Segment Start: DATA RECORDS

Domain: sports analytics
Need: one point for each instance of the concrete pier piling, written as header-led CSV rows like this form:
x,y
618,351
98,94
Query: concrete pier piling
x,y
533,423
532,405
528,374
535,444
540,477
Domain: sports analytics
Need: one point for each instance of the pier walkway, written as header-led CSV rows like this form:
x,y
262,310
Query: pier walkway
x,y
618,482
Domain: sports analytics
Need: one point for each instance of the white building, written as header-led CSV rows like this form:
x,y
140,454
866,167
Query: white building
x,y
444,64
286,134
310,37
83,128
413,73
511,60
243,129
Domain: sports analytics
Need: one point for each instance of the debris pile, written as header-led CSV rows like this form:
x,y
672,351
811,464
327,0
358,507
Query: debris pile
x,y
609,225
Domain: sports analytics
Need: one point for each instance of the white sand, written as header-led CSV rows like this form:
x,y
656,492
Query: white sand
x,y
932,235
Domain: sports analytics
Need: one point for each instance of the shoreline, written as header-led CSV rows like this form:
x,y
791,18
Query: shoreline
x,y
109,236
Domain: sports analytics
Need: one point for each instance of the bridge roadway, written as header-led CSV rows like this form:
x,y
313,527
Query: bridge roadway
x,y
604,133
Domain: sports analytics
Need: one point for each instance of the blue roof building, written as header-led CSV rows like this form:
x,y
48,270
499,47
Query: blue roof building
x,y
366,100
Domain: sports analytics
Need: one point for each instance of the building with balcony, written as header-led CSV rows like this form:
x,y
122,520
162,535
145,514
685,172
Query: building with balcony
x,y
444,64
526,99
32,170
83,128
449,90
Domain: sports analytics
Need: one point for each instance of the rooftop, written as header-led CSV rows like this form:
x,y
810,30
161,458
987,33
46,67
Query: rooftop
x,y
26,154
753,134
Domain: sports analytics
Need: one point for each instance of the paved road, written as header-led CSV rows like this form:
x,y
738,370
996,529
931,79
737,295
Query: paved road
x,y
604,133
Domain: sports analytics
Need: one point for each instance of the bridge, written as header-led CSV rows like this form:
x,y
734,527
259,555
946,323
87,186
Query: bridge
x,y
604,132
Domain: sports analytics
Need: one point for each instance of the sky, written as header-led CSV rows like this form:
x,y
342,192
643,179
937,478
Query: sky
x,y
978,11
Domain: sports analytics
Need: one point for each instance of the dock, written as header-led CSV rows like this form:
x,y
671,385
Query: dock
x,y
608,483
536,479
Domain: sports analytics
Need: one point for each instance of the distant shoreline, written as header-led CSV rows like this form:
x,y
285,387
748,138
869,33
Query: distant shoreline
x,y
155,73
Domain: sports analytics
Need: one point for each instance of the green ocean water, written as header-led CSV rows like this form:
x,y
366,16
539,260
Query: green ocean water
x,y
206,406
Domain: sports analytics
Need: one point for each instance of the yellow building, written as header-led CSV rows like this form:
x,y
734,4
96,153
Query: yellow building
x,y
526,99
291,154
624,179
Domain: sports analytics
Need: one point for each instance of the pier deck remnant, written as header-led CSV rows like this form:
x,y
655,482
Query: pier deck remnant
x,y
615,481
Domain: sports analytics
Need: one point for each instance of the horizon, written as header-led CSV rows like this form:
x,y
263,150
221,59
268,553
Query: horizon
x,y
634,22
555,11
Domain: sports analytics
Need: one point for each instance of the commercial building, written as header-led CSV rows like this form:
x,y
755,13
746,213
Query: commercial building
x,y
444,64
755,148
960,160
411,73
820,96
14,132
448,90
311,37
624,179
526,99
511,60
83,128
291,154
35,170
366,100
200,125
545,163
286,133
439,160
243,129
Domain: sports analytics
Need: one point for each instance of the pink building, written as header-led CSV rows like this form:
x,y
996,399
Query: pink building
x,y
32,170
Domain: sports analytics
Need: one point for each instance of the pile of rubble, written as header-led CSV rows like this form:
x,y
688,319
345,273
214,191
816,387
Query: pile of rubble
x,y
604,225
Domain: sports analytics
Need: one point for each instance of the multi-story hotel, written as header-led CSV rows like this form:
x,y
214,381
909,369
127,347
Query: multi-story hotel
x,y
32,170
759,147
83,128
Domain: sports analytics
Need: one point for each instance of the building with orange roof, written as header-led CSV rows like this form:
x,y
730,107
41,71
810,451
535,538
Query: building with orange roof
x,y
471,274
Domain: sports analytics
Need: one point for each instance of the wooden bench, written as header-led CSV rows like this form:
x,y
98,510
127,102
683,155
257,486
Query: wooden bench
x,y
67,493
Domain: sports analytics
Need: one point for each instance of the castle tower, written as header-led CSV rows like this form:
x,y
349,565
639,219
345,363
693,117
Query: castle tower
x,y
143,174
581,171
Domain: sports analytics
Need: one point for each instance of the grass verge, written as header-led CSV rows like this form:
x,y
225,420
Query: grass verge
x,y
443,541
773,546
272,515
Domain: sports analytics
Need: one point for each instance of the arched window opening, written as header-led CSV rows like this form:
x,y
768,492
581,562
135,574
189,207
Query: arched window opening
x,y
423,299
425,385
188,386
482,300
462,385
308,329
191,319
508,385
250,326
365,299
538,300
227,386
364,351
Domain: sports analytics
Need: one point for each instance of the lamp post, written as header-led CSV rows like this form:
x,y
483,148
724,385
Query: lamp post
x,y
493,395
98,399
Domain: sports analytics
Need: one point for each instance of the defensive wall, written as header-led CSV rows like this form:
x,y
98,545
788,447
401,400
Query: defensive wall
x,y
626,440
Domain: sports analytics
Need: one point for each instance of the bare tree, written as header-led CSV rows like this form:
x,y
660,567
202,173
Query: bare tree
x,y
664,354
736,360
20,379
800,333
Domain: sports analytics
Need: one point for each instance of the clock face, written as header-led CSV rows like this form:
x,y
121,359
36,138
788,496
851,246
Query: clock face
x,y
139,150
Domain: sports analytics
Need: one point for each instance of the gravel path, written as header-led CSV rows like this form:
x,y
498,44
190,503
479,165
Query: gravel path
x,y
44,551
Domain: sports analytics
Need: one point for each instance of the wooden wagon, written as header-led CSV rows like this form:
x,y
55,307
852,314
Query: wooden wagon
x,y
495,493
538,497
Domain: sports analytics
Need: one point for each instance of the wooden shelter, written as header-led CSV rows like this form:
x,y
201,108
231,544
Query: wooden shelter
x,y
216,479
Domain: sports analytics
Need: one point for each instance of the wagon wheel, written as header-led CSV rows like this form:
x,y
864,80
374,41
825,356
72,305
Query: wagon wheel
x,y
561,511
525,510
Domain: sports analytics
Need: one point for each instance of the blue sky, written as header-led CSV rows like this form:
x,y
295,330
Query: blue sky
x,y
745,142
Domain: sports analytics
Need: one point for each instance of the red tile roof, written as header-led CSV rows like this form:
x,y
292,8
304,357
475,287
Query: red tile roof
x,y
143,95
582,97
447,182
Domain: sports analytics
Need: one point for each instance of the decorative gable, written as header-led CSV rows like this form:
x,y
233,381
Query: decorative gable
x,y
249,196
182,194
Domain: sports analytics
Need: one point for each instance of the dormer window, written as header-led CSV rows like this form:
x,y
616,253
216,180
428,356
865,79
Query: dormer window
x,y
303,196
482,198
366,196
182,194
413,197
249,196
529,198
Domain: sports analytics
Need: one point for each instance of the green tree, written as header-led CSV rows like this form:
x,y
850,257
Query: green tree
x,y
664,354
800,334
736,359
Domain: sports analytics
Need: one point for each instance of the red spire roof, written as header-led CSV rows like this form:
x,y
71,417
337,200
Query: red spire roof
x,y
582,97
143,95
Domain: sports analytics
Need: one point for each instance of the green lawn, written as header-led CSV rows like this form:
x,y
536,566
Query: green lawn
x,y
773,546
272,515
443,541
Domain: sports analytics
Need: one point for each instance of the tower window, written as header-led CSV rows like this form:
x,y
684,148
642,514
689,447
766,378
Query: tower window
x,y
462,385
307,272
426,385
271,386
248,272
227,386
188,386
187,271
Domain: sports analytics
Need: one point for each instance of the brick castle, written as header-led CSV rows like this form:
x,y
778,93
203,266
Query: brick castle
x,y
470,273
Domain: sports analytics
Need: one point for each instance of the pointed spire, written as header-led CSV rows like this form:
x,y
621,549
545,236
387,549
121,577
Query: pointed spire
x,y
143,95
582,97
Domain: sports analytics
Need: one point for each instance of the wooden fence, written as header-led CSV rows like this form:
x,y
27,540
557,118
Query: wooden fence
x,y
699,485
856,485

Segment End: DATA RECORDS

**YOUR ASSIGNMENT:**
Beginning with the very first line of the records above, please retype each line through the one that has "Need: one point for each instance of the white building, written", and add nothing.

**ANSWER TO THIS TASK:**
Domain: sports analytics
Need: one point for each instance of the concrete pier piling, written as header-led CSV rows like this form:
x,y
618,351
98,94
Query: concrete pier piling
x,y
533,423
532,405
528,374
535,444
540,477
Domain: sports analytics
Need: one point for each instance of the pier walkway, written as header-led CSV rows like this form:
x,y
262,310
Query: pier walkway
x,y
618,482
Domain: sports analytics
Need: one point for each instance of the white building, written as header-led CSV rows like this form:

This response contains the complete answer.